■ SET PROBLEM:
Gather every line below that contains the string "water" and copy each such line in full.

■ RECORD EXCERPTS:
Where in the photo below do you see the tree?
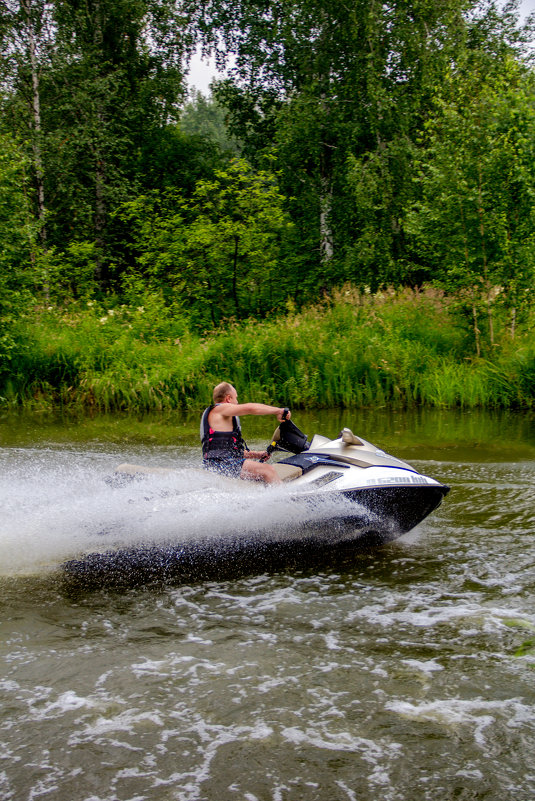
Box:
[0,0,191,289]
[122,160,289,327]
[0,134,36,376]
[194,0,474,284]
[180,89,241,157]
[408,56,535,355]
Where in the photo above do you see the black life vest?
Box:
[200,404,246,459]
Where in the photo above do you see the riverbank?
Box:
[0,290,535,412]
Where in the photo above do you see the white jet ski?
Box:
[63,420,449,588]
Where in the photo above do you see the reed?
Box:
[0,293,535,412]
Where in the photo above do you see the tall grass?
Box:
[0,295,535,412]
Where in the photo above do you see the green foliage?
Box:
[0,135,36,376]
[0,287,535,411]
[121,160,289,328]
[407,58,535,346]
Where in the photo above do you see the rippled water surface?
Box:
[0,412,535,801]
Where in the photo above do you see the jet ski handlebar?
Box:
[260,407,310,462]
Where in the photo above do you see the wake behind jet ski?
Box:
[63,420,449,587]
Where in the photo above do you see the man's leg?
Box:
[240,459,282,484]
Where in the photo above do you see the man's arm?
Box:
[216,403,292,422]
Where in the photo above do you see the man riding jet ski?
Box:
[200,381,291,484]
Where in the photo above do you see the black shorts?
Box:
[203,457,245,478]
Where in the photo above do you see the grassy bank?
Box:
[0,291,535,412]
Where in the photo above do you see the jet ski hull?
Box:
[62,429,449,590]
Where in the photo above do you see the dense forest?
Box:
[0,0,535,409]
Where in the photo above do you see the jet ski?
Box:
[63,420,449,587]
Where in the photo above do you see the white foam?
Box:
[0,450,364,576]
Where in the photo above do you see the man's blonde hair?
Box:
[213,381,234,403]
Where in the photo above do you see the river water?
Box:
[0,411,535,801]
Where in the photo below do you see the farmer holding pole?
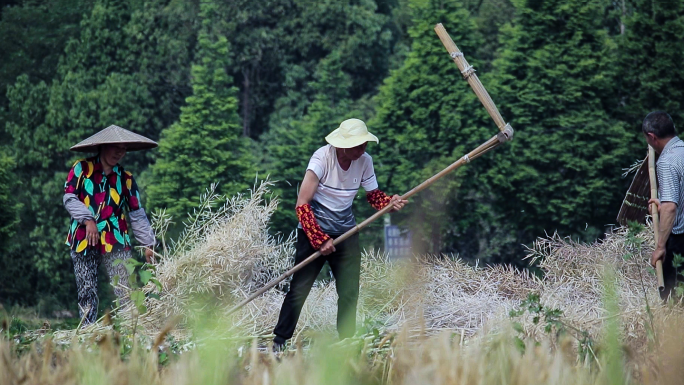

■ EXERCISE OUTPUT:
Where in the photo above do you see the rippled water surface?
Where in the photo above do you see the river water?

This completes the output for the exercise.